NUM_BATCHES = int(1e3)
BATCH_SIZE = 32
LEARNING_RATE = 3e-4
GENERATE_EVERY  = 100
NUM_TOKENS = 4 + 2
ENC_SEQ_LEN = 8
DEC_SEQ_LEN = 16 + 1

In [4]:
## Transformer 모델에 넣을 임의의 src, tgt, src_mask 생성

def cycle():
    while True:
        prefix = torch.ones((BATCH_SIZE, 1)).long().cuda()
        src = torch.randint(2, NUM_TOKENS, (BATCH_SIZE, ENC_SEQ_LEN)).long().cuda()
        tgt = torch.cat((prefix, src, src), 1)
        src_mask = torch.ones(BATCH_SIZE, src.shape[1]).bool().cuda()
        yield (src, tgt, src_mask)

In [5]:
## Train Model

import tqdm
import torch.optim as optim

optim = torch.optim.Adam(model.parameters(), lr=LEARNING_RATE)

## loss update 해가면서 학습
for i in tqdm.tqdm(range(NUM_BATCHES), mininterval=10., desc='training'):
    model.train()

## 과제 A
항목에서 "Question. For every instance of the anthurium"이 들어 있는 줄부터 항목 맨 끝까지, 양 끝 줄을 포함해 그대로 추출하세요.

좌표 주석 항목
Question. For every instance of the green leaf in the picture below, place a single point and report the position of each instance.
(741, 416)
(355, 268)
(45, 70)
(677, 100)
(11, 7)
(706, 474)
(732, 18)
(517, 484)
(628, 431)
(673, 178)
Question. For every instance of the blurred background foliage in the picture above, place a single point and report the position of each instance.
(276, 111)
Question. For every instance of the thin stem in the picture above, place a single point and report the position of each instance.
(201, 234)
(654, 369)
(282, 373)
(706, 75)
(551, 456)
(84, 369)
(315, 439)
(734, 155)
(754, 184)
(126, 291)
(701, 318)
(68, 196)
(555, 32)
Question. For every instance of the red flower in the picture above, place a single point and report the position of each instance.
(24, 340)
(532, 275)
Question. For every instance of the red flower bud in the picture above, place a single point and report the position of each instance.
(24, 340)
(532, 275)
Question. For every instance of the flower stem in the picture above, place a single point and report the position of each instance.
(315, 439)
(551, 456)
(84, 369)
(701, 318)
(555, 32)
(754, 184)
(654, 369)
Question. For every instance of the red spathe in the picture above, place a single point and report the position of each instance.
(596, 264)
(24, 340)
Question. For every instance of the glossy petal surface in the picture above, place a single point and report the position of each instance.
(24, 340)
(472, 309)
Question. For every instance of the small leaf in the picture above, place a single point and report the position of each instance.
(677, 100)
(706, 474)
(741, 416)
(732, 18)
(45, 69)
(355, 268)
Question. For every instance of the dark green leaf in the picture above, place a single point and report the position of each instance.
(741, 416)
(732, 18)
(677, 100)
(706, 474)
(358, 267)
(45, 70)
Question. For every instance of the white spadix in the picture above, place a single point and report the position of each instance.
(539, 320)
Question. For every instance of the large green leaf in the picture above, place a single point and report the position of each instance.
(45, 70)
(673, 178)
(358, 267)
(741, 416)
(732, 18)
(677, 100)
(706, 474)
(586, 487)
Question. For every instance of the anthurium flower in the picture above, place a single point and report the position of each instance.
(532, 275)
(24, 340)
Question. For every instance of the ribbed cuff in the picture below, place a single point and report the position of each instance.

## 과제 B
위 문서 발췌 전체를 한 글자도 바꾸지 말고 그대로 옮겨 적으세요.

## 완성 답안 A
Question. For every instance of the anthurium flower in the picture above, place a single point and report the position of each instance.
(532, 275)
(24, 340)
Question. For every instance of the ribbed cuff in the picture below, place a single point and report the position of each instance.

## 완성 답안 B
NUM_BATCHES = int(1e3)
BATCH_SIZE = 32
LEARNING_RATE = 3e-4
GENERATE_EVERY  = 100
NUM_TOKENS = 4 + 2
ENC_SEQ_LEN = 8
DEC_SEQ_LEN = 16 + 1

In [4]:
## Transformer 모델에 넣을 임의의 src, tgt, src_mask 생성

def cycle():
    while True:
        prefix = torch.ones((BATCH_SIZE, 1)).long().cuda()
        src = torch.randint(2, NUM_TOKENS, (BATCH_SIZE, ENC_SEQ_LEN)).long().cuda()
        tgt = torch.cat((prefix, src, src), 1)
        src_mask = torch.ones(BATCH_SIZE, src.shape[1]).bool().cuda()
        yield (src, tgt, src_mask)

In [5]:
## Train Model

import tqdm
import torch.optim as optim

optim = torch.optim.Adam(model.parameters(), lr=LEARNING_RATE)

## loss update 해가면서 학습
for i in tqdm.tqdm(range(NUM_BATCHES), mininterval=10., desc='training'):
    model.train()